» **Record set**:
§ §

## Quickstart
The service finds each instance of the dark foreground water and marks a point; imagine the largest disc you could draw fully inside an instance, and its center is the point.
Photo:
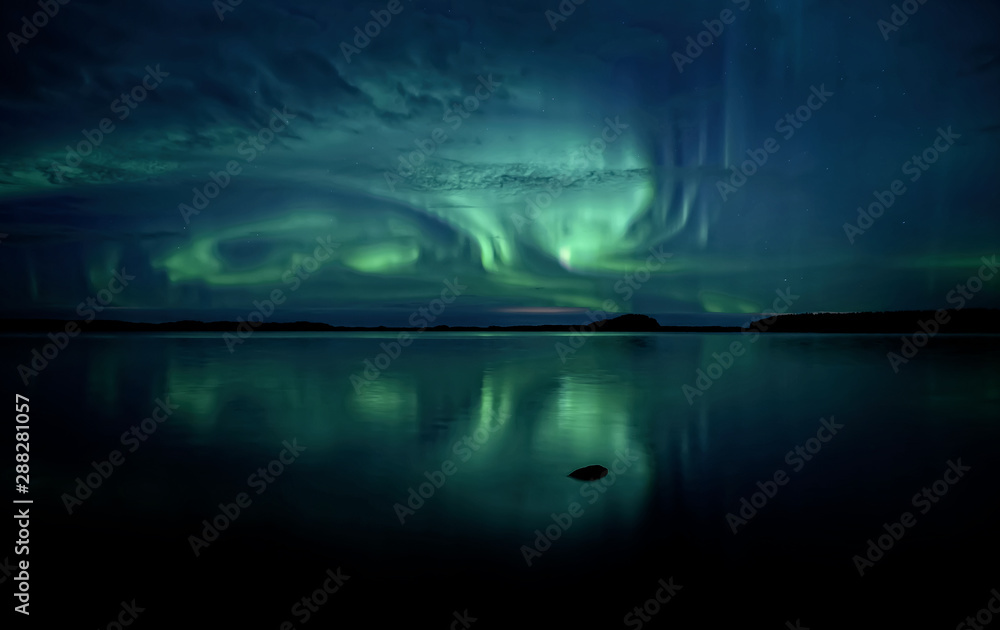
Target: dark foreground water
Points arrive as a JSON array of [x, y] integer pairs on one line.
[[498, 421]]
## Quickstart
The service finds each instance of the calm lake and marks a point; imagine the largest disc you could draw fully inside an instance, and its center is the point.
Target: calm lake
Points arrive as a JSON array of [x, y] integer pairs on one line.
[[437, 491]]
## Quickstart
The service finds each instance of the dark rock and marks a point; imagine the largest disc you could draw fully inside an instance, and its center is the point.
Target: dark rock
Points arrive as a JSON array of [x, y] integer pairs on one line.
[[589, 473]]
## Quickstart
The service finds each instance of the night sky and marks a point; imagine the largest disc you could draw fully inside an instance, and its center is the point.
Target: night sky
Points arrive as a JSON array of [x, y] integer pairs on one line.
[[540, 159]]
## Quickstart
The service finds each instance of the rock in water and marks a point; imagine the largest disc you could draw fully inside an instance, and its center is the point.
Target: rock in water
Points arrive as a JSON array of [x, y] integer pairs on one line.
[[589, 473]]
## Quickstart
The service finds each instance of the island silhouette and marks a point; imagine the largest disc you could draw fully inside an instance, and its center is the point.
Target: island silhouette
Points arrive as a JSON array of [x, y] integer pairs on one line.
[[944, 321]]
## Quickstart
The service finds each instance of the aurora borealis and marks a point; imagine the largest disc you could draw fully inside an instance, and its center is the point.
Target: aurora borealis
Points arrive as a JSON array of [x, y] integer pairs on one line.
[[205, 147]]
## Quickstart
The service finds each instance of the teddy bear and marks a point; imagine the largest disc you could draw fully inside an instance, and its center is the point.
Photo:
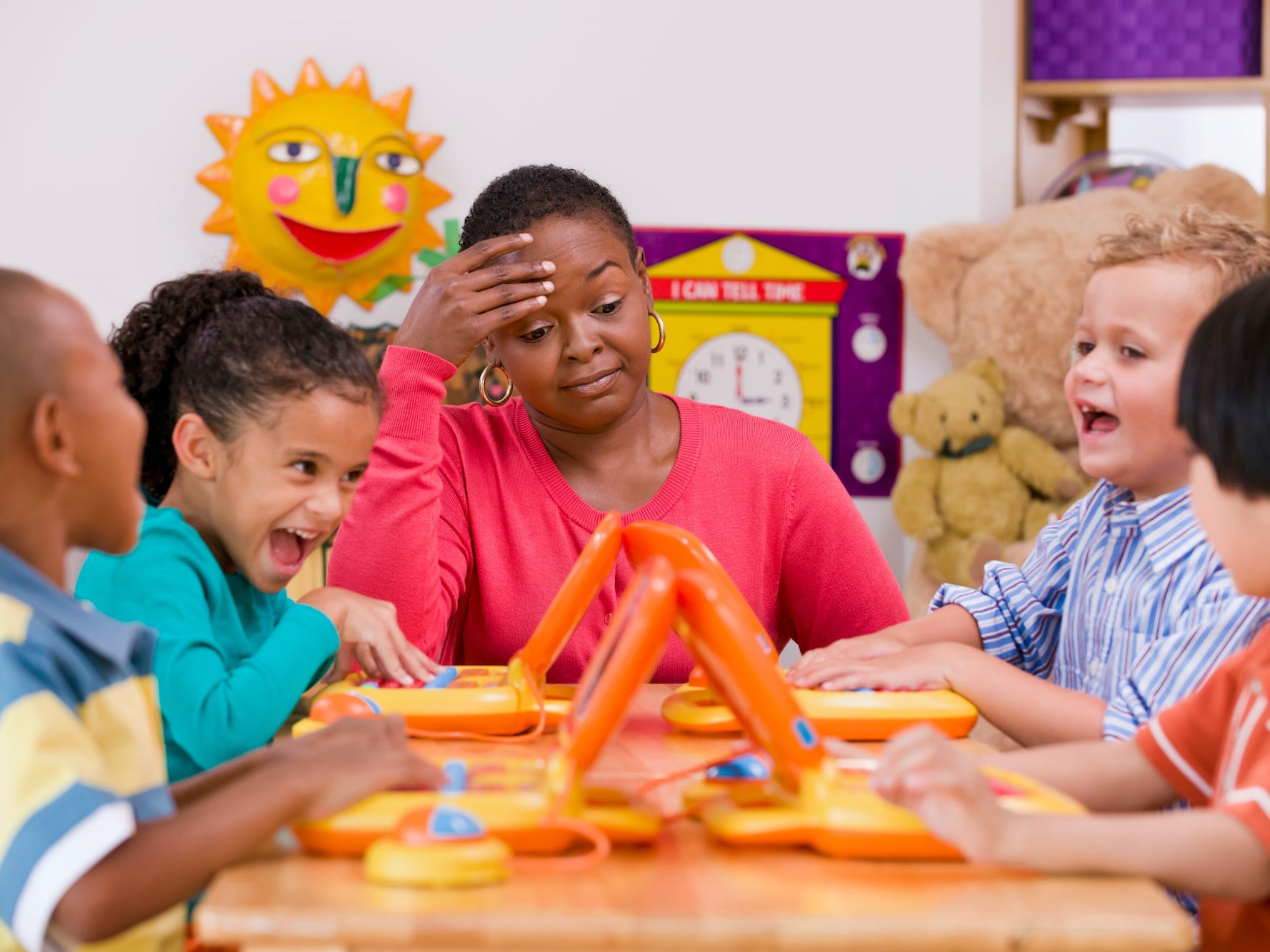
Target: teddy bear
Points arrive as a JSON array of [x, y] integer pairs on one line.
[[1012, 291], [986, 486]]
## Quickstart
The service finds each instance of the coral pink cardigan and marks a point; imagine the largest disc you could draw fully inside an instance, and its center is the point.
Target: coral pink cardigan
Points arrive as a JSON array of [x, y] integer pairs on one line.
[[466, 524]]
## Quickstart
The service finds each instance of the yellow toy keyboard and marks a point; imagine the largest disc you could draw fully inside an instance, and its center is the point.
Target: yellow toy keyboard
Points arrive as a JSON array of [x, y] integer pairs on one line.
[[852, 715], [794, 792], [486, 700], [535, 805]]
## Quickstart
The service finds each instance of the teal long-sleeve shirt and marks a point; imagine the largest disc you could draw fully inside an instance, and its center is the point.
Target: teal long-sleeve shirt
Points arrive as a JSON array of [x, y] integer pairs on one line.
[[230, 661]]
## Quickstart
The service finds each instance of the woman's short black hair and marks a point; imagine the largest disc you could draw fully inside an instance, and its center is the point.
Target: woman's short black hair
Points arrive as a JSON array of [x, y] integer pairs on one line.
[[223, 346], [1224, 391], [530, 194]]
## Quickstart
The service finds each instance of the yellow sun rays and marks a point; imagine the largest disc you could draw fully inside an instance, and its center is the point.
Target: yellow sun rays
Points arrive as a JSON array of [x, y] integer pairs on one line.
[[226, 220]]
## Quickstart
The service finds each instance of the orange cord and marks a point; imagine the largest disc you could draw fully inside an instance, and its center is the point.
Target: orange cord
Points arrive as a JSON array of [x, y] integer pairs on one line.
[[601, 847], [534, 734], [689, 771]]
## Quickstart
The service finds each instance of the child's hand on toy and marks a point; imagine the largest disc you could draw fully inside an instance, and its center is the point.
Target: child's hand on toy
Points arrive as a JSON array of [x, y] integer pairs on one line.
[[369, 633], [924, 772], [466, 297], [354, 759], [834, 661]]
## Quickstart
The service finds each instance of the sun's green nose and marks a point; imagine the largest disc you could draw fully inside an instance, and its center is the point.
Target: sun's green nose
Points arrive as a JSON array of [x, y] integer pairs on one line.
[[346, 183]]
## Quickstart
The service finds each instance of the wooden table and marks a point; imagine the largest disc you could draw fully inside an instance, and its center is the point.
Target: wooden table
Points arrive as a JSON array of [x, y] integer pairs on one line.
[[687, 894]]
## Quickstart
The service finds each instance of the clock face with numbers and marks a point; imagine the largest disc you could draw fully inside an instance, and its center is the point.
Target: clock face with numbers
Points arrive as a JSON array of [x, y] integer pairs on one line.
[[747, 372]]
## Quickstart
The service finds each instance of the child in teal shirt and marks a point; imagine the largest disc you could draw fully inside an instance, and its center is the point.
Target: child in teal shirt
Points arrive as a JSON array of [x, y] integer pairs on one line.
[[262, 416]]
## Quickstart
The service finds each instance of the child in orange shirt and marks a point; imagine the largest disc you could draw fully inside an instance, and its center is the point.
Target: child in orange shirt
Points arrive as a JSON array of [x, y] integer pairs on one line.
[[1212, 749]]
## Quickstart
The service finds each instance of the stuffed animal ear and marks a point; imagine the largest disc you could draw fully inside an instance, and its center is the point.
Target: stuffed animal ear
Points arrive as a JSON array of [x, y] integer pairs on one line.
[[904, 413], [934, 264], [1216, 188], [986, 369]]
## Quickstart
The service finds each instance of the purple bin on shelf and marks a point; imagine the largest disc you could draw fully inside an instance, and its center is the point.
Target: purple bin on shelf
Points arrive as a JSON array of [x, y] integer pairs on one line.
[[1085, 39]]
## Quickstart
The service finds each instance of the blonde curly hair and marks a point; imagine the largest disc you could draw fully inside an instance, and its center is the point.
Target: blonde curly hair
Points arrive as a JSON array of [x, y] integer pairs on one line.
[[1236, 249]]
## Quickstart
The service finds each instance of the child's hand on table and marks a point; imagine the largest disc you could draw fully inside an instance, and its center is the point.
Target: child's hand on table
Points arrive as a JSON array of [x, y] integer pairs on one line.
[[349, 761], [924, 772], [369, 633], [922, 668], [822, 664]]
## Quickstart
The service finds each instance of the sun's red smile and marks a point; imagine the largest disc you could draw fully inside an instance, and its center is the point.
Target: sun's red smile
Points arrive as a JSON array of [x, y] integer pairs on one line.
[[337, 245]]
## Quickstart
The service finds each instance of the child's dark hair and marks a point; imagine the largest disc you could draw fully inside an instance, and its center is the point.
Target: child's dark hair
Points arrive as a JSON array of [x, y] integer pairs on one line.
[[1224, 391], [223, 346], [530, 194]]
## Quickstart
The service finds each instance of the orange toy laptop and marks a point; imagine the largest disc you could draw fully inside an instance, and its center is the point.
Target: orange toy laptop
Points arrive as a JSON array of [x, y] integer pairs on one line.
[[491, 700], [795, 793], [536, 805], [852, 715]]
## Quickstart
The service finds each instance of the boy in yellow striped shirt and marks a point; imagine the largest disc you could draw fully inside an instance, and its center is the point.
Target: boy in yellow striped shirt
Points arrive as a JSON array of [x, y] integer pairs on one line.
[[94, 844]]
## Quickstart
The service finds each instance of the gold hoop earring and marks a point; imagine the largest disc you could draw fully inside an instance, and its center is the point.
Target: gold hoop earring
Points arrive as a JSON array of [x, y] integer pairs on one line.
[[661, 331], [484, 394]]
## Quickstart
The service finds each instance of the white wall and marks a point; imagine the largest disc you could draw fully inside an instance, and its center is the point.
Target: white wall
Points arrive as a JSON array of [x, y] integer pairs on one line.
[[1229, 135], [842, 114]]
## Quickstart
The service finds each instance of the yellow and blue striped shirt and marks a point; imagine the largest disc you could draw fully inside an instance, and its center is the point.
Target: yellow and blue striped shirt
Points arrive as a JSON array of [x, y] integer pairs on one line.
[[1121, 599], [81, 759]]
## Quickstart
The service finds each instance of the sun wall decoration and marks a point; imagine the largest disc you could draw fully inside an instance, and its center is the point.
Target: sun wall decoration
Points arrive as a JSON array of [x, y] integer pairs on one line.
[[323, 189]]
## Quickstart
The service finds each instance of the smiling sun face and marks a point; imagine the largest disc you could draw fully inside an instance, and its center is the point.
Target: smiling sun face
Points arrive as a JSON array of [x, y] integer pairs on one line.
[[323, 189]]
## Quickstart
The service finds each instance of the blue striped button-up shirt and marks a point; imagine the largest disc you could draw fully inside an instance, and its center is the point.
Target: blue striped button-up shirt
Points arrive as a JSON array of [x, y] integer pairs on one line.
[[1123, 601]]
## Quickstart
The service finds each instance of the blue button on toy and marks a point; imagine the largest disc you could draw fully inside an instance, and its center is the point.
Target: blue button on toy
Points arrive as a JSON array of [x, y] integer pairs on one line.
[[806, 733], [456, 777], [747, 767], [454, 823], [442, 679]]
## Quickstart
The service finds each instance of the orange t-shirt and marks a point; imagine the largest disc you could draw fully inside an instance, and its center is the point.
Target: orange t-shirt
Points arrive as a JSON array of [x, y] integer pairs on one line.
[[1214, 749]]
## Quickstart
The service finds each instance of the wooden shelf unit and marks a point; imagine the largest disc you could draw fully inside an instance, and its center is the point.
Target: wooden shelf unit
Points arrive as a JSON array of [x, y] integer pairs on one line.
[[1059, 121]]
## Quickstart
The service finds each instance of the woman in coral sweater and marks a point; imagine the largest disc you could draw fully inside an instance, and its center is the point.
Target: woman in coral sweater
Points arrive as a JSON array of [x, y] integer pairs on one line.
[[470, 517]]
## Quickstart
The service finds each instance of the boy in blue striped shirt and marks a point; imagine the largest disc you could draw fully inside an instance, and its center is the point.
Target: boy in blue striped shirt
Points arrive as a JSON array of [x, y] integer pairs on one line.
[[1123, 607], [94, 844]]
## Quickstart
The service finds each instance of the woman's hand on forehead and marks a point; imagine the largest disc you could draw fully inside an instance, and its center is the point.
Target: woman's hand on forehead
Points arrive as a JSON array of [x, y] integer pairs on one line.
[[468, 297]]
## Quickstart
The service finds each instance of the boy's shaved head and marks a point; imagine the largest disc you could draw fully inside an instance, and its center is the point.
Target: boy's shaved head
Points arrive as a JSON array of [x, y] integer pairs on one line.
[[70, 436], [29, 336]]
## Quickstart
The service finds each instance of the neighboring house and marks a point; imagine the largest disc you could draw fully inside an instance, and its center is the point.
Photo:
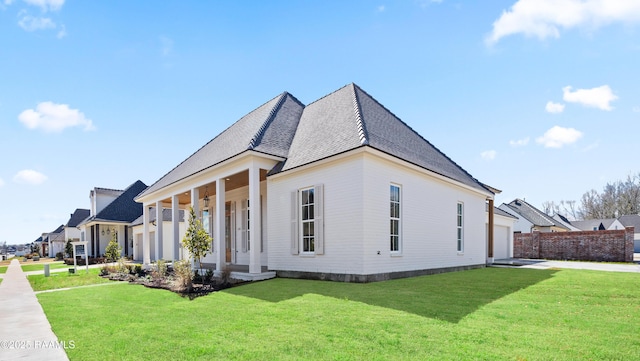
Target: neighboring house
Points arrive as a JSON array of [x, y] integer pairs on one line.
[[565, 222], [530, 218], [504, 225], [69, 231], [632, 221], [55, 241], [112, 212], [137, 230], [338, 189], [598, 224]]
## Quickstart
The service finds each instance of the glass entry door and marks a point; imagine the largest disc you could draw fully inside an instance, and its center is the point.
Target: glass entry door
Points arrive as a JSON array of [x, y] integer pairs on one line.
[[229, 244]]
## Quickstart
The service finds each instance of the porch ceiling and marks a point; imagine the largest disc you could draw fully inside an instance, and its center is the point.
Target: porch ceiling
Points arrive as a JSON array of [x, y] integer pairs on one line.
[[235, 181]]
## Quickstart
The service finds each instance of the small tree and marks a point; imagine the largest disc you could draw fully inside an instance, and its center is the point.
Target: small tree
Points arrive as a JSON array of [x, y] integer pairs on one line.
[[113, 250], [68, 248], [196, 240]]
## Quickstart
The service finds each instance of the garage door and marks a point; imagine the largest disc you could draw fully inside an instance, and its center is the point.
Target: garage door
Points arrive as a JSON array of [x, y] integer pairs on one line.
[[500, 242]]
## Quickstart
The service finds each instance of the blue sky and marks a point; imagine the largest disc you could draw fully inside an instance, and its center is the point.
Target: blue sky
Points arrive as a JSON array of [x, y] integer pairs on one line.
[[538, 98]]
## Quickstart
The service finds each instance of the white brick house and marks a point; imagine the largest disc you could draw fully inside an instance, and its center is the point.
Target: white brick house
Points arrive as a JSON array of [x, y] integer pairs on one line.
[[346, 191]]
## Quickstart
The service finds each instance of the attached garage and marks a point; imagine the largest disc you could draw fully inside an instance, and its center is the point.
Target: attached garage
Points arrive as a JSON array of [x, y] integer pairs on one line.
[[503, 234]]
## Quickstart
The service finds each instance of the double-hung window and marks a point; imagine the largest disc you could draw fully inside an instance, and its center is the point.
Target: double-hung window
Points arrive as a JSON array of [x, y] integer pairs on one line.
[[307, 210], [394, 217], [460, 227], [307, 221]]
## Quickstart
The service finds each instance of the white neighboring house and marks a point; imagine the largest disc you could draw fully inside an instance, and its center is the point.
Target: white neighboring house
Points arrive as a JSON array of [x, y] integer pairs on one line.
[[632, 221], [610, 224], [530, 218], [137, 228], [58, 241], [112, 212], [338, 189]]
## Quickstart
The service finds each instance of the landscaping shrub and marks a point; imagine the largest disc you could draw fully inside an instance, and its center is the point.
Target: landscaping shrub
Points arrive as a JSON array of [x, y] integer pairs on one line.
[[182, 270]]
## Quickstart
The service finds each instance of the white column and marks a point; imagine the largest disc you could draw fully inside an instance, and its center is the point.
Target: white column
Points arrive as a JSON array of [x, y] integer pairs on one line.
[[195, 204], [255, 233], [175, 223], [219, 236], [120, 237], [195, 195], [159, 223], [146, 251]]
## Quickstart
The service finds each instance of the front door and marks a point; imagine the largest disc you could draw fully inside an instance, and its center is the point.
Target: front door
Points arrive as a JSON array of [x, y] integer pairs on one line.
[[229, 245]]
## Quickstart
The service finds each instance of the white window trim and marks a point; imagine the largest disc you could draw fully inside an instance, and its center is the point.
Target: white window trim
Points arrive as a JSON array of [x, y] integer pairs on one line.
[[398, 252], [302, 222], [460, 240]]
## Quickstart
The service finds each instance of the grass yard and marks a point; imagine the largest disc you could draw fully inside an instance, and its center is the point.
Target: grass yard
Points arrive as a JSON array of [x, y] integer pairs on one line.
[[40, 266], [65, 279], [484, 314]]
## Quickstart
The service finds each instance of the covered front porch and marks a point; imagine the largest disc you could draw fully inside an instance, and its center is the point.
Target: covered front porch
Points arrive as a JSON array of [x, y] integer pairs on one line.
[[230, 201]]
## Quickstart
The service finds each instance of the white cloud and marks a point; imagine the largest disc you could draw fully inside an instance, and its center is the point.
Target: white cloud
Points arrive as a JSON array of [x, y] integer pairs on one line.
[[29, 176], [62, 32], [599, 97], [51, 117], [557, 137], [30, 23], [167, 45], [554, 108], [545, 18], [519, 142], [488, 154], [46, 5]]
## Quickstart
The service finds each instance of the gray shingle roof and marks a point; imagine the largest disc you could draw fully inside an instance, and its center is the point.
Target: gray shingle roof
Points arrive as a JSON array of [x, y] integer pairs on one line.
[[349, 118], [123, 208], [590, 224], [78, 216], [532, 214], [498, 211], [631, 221], [341, 121], [268, 129], [166, 216]]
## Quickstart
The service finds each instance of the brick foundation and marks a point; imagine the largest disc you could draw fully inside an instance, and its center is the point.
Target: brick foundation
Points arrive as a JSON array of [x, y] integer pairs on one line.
[[609, 246]]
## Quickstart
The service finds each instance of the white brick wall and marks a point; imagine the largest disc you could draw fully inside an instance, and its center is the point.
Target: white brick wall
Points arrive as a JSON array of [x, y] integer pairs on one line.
[[356, 198]]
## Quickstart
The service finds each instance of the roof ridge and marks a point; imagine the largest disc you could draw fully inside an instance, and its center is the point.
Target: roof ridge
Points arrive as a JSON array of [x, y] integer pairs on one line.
[[199, 149], [424, 139], [272, 114], [362, 130]]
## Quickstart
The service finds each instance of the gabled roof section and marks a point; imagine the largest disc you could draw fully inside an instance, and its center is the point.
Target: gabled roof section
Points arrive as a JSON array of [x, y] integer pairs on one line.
[[268, 129], [632, 220], [532, 214], [78, 216], [166, 216], [499, 212], [350, 118], [591, 224], [123, 208]]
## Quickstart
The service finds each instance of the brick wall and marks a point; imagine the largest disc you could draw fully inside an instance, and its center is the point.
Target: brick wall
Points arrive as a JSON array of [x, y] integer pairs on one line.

§ §

State how many lines of the material above contain the word "cloud". Reply with the number only.

» **Output of the task**:
2